#### Data supplied
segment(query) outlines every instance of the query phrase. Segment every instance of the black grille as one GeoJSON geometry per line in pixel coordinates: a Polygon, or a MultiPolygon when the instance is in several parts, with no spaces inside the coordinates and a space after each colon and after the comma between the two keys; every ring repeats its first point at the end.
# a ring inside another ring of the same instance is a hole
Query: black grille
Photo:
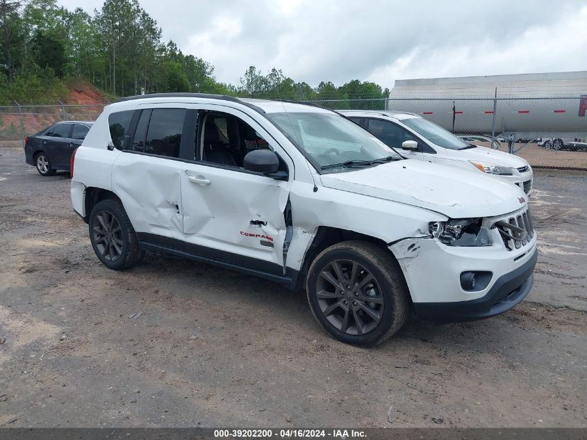
{"type": "Polygon", "coordinates": [[[513,217],[496,222],[495,226],[499,231],[508,250],[525,246],[534,236],[534,227],[532,225],[529,209],[513,217]]]}

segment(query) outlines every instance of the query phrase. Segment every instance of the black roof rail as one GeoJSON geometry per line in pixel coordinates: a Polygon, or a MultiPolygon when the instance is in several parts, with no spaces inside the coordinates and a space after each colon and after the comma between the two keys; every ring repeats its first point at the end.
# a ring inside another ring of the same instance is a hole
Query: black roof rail
{"type": "Polygon", "coordinates": [[[148,95],[135,95],[134,96],[125,96],[119,98],[116,102],[125,102],[126,101],[134,101],[135,99],[142,99],[144,98],[206,98],[207,99],[218,99],[219,101],[230,101],[238,102],[243,106],[252,108],[259,113],[265,113],[265,111],[249,102],[241,101],[238,98],[228,95],[213,95],[212,93],[190,93],[188,92],[174,92],[170,93],[149,93],[148,95]]]}
{"type": "Polygon", "coordinates": [[[211,93],[189,93],[187,92],[176,92],[170,93],[149,93],[147,95],[135,95],[133,96],[124,96],[119,98],[116,102],[124,102],[125,101],[133,101],[135,99],[142,99],[143,98],[208,98],[209,99],[222,99],[222,101],[240,101],[233,96],[226,95],[213,95],[211,93]]]}

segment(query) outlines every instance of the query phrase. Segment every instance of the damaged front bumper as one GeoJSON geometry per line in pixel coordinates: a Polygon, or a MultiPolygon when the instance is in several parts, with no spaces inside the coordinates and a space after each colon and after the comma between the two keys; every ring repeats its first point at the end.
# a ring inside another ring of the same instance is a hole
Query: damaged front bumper
{"type": "Polygon", "coordinates": [[[447,246],[421,238],[390,246],[410,289],[416,314],[439,323],[494,316],[509,310],[530,292],[538,252],[536,235],[515,251],[495,245],[484,247],[447,246]],[[461,274],[490,272],[482,289],[463,289],[461,274]]]}

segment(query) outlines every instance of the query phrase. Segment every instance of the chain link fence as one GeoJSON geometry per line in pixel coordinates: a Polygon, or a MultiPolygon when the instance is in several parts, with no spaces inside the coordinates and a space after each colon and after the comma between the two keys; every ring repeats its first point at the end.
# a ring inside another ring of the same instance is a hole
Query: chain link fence
{"type": "MultiPolygon", "coordinates": [[[[587,170],[587,95],[306,101],[332,110],[417,114],[470,143],[517,154],[534,167],[587,170]],[[492,142],[492,139],[493,142],[492,142]]],[[[108,103],[0,107],[0,141],[22,142],[58,121],[93,121],[108,103]]]]}
{"type": "Polygon", "coordinates": [[[24,142],[26,136],[61,121],[94,121],[109,103],[22,104],[0,106],[0,141],[24,142]]]}

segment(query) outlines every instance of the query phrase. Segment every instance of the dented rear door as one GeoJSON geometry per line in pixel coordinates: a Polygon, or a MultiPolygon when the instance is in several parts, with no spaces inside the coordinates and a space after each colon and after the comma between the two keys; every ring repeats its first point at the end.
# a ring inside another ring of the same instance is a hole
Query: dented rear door
{"type": "Polygon", "coordinates": [[[182,165],[175,159],[127,152],[116,158],[113,188],[122,201],[139,240],[182,247],[182,165]]]}

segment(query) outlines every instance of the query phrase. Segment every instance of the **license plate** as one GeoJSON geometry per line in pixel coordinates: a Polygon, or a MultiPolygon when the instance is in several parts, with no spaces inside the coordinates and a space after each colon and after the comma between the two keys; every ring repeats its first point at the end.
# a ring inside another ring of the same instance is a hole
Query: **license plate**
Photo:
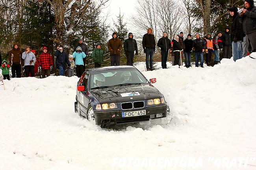
{"type": "Polygon", "coordinates": [[[146,115],[146,110],[122,112],[122,117],[132,117],[146,115]]]}

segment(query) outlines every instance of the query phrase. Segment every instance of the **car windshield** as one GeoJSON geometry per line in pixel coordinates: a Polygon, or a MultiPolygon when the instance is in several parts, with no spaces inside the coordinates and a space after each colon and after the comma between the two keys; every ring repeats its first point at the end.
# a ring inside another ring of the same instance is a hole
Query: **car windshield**
{"type": "Polygon", "coordinates": [[[91,89],[148,83],[147,80],[135,68],[102,70],[92,73],[90,79],[91,89]]]}

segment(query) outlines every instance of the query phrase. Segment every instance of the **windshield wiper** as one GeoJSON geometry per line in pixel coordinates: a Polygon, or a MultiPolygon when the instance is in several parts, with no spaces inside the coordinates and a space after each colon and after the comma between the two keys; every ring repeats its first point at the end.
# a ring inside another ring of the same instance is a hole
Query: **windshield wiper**
{"type": "Polygon", "coordinates": [[[102,89],[103,88],[109,88],[110,87],[111,87],[110,86],[98,86],[98,87],[96,87],[95,88],[91,88],[91,89],[102,89]]]}
{"type": "Polygon", "coordinates": [[[141,83],[139,82],[128,82],[128,83],[122,83],[119,84],[117,84],[115,86],[126,86],[126,85],[134,85],[134,84],[141,84],[141,83]]]}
########
● Task statement
Please rewrite all the material above as a Markdown table with the columns Row and Line, giving each line its row number and leaving out blank lines and pictures.

● The solution
| Row | Line |
|---|---|
| 1 | segment(query) outlines every instance of the query phrase. Segment every instance of the black grille as one GeoJSON geometry per line in pixel coordinates: a Polygon, or a MultiPolygon when the instance is in several parts, with no spaces inside the coordinates and a space after each colon and after the comma between the two keys; every ring repeats its first point at the end. |
| 2 | # a ring inside another ring of the same instance is a hole |
| 3 | Query: black grille |
| 4 | Photo: |
| 5 | {"type": "Polygon", "coordinates": [[[513,217],[496,222],[495,226],[499,231],[508,250],[525,246],[534,236],[534,227],[532,225],[529,209],[513,217]]]} |
| 6 | segment(query) outlines every instance of the query phrase. Segment every instance of the black roof rail as one GeoJSON geometry per line in pixel coordinates: a Polygon, or a MultiPolygon when the instance is in several parts, with no spaces inside the coordinates and a space after each colon and after the comma between the two keys; every ring repeats its first point at the end. |
| 7 | # a ring inside another ring of the same instance is a hole |
| 8 | Query: black roof rail |
| 9 | {"type": "Polygon", "coordinates": [[[148,95],[135,95],[134,96],[125,96],[119,98],[116,102],[125,102],[126,101],[134,101],[135,99],[142,99],[144,98],[206,98],[207,99],[218,99],[219,101],[230,101],[238,102],[243,106],[252,108],[259,113],[265,113],[265,111],[249,102],[241,101],[238,98],[228,95],[213,95],[212,93],[190,93],[188,92],[174,92],[170,93],[149,93],[148,95]]]} |
| 10 | {"type": "Polygon", "coordinates": [[[211,93],[189,93],[187,92],[176,92],[170,93],[149,93],[147,95],[135,95],[133,96],[124,96],[119,98],[116,102],[124,102],[125,101],[133,101],[135,99],[142,99],[143,98],[208,98],[209,99],[222,99],[222,101],[240,101],[233,96],[226,95],[213,95],[211,93]]]} |
| 11 | segment(query) outlines every instance of the query phrase. Segment every instance of the damaged front bumper as one GeoJSON geometry per line in pixel coordinates: a Polygon, or a MultiPolygon when the instance is in several parts, with no spaces inside the coordinates and a space after each colon and after the comma between the two keys; every ring repeats its first point at the end. |
| 12 | # a ring inside another ring of the same instance is a hole |
| 13 | Query: damaged front bumper |
| 14 | {"type": "Polygon", "coordinates": [[[447,246],[421,238],[390,246],[410,289],[416,314],[439,323],[494,316],[509,310],[530,292],[538,252],[536,235],[515,251],[495,245],[484,247],[447,246]],[[461,274],[490,272],[482,289],[463,289],[461,274]]]} |
| 15 | segment(query) outlines every instance of the query phrase. Segment every instance of the chain link fence as one GeoJSON geometry per line in pixel coordinates: a Polygon, or a MultiPolygon when the instance is in several parts, with no spaces inside the coordinates and a space after each colon and after the comma between the two keys; every ring repeats its first point at the end. |
| 16 | # a ring inside another ring of the same instance is a hole |
| 17 | Query: chain link fence |
| 18 | {"type": "MultiPolygon", "coordinates": [[[[587,170],[587,95],[306,101],[332,110],[417,114],[470,143],[517,154],[534,167],[587,170]],[[492,142],[492,139],[493,142],[492,142]]],[[[108,103],[0,107],[0,141],[22,142],[58,121],[93,121],[108,103]]]]} |
| 19 | {"type": "Polygon", "coordinates": [[[24,142],[26,136],[61,121],[94,121],[109,103],[22,104],[0,106],[0,141],[24,142]]]} |
| 20 | segment(query) outlines every instance of the query phrase. Segment every instance of the dented rear door as one GeoJSON geometry per line in pixel coordinates: a Polygon, or a MultiPolygon when the instance is in several parts, with no spaces inside the coordinates and a space after each colon and after the comma between the two keys; every ring repeats its first point at the end. |
| 21 | # a ring inside another ring of the same instance is a hole |
| 22 | Query: dented rear door |
| 23 | {"type": "Polygon", "coordinates": [[[182,165],[175,159],[127,152],[116,158],[113,188],[122,201],[139,240],[182,247],[182,165]]]} |
| 24 | segment(query) outlines every instance of the query phrase. Segment every instance of the **license plate** as one GeoJSON geometry per line in pixel coordinates: a Polygon, or a MultiPolygon when the instance is in several parts, with no spaces inside the coordinates and a space after each colon and after the comma between the two keys; every ring repeats its first point at the end. |
| 25 | # a ring inside another ring of the same instance is a hole |
| 26 | Query: **license plate** |
| 27 | Photo: |
| 28 | {"type": "Polygon", "coordinates": [[[146,115],[146,110],[122,112],[122,117],[132,117],[146,115]]]} |
| 29 | segment(query) outlines every instance of the query phrase. Segment every instance of the **car windshield** as one GeoJSON geometry per line in pixel coordinates: a Polygon, or a MultiPolygon when the instance is in several parts, with no spaces inside the coordinates and a space after each colon and after the comma between the two keys; every ring repeats its first point at the end. |
| 30 | # a ring inside another ring of the same instance is a hole |
| 31 | Query: **car windshield** |
| 32 | {"type": "Polygon", "coordinates": [[[91,89],[148,83],[147,80],[135,68],[102,70],[92,73],[90,79],[91,89]]]} |
| 33 | segment(query) outlines every instance of the query phrase. Segment every instance of the **windshield wiper** as one GeoJSON geometry per line in pixel coordinates: a Polygon, or a MultiPolygon when the instance is in several parts, with no spaces inside the coordinates and a space after each colon and after the comma between the two keys; every ring repeats its first point at the end. |
| 34 | # a ring inside another ring of the same instance is a hole |
| 35 | Query: **windshield wiper** |
| 36 | {"type": "Polygon", "coordinates": [[[102,89],[103,88],[109,88],[110,87],[111,87],[110,86],[98,86],[98,87],[96,87],[95,88],[91,88],[91,89],[102,89]]]} |
| 37 | {"type": "Polygon", "coordinates": [[[141,83],[139,82],[128,82],[128,83],[122,83],[119,84],[117,84],[115,86],[126,86],[126,85],[134,85],[134,84],[141,84],[141,83]]]} |